◆ Supplied data:
- - - -

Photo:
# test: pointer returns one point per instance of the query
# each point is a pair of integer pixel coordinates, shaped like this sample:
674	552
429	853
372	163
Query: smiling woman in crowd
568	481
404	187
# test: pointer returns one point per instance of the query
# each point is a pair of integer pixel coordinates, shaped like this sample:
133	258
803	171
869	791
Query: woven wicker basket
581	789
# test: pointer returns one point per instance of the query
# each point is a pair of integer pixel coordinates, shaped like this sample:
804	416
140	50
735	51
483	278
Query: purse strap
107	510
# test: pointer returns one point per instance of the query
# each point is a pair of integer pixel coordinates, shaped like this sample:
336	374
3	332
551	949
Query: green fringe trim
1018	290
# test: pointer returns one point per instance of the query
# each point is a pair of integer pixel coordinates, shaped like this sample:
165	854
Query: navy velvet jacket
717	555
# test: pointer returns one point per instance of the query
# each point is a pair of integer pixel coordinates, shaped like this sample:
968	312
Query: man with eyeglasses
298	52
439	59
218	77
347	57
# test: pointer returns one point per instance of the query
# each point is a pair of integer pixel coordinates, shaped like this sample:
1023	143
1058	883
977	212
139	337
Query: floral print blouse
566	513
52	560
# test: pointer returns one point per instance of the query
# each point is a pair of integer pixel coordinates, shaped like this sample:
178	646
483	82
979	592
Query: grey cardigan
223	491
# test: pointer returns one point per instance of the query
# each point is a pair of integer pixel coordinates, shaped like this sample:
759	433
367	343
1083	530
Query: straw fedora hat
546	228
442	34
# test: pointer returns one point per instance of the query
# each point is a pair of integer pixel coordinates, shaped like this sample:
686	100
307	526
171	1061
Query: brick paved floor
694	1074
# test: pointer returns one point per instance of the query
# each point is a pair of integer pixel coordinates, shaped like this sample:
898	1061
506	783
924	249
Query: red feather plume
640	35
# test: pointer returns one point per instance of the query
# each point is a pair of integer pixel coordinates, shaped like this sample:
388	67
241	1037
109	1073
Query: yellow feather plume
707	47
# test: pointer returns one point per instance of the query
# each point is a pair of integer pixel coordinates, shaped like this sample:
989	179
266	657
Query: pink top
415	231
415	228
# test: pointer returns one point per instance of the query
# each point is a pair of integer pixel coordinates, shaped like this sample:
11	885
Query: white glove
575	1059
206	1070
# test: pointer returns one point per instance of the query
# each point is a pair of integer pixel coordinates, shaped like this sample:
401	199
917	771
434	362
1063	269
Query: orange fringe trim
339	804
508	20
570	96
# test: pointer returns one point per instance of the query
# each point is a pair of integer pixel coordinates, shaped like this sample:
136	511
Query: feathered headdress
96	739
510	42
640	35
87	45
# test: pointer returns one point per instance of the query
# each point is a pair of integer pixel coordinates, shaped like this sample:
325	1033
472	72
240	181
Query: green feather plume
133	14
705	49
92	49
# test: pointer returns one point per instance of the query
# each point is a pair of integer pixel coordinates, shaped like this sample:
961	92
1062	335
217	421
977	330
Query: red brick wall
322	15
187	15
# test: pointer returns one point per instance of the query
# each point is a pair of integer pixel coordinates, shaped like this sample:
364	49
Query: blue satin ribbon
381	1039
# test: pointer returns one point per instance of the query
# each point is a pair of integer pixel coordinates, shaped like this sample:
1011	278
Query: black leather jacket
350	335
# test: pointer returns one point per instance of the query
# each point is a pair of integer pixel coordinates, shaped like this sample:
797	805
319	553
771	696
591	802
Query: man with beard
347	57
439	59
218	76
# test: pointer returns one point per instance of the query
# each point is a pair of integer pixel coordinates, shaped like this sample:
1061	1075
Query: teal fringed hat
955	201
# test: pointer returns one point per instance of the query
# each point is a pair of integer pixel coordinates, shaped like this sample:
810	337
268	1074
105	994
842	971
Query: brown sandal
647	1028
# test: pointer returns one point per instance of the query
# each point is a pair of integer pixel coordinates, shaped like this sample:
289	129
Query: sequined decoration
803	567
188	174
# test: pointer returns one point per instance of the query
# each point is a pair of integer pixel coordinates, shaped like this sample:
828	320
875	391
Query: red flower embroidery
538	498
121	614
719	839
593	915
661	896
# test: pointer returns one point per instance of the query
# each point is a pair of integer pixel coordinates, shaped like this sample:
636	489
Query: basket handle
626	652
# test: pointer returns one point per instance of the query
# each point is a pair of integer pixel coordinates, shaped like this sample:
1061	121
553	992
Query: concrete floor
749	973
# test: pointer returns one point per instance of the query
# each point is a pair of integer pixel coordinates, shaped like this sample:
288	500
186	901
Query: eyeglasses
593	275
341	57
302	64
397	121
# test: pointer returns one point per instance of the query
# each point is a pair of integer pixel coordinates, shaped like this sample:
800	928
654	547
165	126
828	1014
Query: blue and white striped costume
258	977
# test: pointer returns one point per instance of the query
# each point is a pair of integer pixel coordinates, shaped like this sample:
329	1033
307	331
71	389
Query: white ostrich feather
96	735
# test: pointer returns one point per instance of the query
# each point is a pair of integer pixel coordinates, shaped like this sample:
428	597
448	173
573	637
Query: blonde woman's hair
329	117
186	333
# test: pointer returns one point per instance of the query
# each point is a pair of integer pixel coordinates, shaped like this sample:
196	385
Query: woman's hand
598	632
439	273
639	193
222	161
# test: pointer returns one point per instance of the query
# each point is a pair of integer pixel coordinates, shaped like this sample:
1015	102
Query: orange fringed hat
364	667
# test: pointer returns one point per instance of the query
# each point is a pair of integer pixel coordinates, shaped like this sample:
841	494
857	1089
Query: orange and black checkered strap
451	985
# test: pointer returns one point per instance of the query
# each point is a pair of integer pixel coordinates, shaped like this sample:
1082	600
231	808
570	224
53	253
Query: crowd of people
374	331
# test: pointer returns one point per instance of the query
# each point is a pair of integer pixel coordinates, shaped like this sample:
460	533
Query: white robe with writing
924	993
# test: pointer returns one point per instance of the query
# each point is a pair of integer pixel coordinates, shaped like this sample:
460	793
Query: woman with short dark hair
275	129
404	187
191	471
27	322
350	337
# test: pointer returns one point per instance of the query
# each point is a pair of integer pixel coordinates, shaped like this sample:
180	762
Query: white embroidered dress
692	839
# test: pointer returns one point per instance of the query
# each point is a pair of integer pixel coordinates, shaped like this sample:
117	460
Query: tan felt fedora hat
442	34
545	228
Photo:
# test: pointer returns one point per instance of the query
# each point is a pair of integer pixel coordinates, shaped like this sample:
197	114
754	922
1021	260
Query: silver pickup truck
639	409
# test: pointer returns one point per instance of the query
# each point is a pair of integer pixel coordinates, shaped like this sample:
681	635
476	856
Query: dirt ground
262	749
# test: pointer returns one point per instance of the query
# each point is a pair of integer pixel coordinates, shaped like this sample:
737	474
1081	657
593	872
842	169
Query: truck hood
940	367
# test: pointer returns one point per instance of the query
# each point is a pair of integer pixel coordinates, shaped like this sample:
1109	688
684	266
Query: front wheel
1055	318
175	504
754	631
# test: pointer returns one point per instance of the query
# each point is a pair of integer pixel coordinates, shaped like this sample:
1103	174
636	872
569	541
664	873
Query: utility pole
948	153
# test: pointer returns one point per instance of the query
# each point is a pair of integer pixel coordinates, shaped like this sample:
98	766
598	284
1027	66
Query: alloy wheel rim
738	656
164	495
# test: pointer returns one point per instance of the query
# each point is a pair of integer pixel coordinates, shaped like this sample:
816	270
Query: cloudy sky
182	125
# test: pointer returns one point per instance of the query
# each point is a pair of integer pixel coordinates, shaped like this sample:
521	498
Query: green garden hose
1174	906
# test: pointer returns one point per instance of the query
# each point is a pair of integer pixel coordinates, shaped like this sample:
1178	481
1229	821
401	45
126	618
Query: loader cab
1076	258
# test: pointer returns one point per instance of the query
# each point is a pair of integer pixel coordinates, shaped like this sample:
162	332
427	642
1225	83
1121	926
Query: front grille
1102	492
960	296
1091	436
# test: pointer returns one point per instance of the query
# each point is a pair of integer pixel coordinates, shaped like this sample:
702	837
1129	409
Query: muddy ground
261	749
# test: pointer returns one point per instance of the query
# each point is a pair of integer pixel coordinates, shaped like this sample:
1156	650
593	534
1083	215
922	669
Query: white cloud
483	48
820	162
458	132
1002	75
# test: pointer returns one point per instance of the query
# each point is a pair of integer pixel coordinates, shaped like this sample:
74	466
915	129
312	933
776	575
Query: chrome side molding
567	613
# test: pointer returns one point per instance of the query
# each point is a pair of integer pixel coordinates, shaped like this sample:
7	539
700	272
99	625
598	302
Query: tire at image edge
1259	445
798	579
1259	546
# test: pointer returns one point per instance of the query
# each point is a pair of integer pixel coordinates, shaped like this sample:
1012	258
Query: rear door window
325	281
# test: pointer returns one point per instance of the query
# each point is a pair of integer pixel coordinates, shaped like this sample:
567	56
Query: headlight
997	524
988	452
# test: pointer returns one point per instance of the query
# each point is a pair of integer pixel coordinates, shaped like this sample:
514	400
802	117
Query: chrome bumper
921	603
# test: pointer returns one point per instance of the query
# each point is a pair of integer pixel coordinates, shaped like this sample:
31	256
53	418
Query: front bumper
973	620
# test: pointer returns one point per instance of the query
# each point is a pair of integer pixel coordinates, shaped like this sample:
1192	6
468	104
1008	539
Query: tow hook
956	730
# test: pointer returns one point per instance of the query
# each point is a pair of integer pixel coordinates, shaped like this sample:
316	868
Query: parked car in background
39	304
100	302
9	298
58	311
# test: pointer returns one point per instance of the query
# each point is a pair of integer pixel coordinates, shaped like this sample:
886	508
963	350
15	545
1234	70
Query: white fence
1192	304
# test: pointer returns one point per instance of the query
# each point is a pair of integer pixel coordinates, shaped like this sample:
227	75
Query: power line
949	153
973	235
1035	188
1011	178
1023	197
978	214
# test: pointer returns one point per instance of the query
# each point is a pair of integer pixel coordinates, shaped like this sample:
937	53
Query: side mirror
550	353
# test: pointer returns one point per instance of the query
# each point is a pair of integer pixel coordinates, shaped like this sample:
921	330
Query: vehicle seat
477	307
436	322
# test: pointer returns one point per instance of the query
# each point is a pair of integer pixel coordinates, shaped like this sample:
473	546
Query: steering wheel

- - - -

◆ What is expected:
All lines from the one holding "Query: power line" through the final line of the material must be set down exactly, and nothing else may be added.

◆ Solved exercise:
Query: power line
949	153
973	235
1035	188
1011	178
1023	197
978	214
# test: pointer returns one point per instance of the query
# each point is a pair of integer pixel coordinates, shaped like this sample:
937	53
Query: side mirror
550	353
# test: pointer returns one point per instance of the query
# each point is a pair of integer pixel coordinates, shaped like this sample:
921	330
Query: vehicle seat
477	307
436	322
# test: pointer returns one point per instance of the query
# each point is a pair of integer pixel coordinates, shaped like this sample:
473	546
Query: steering wheel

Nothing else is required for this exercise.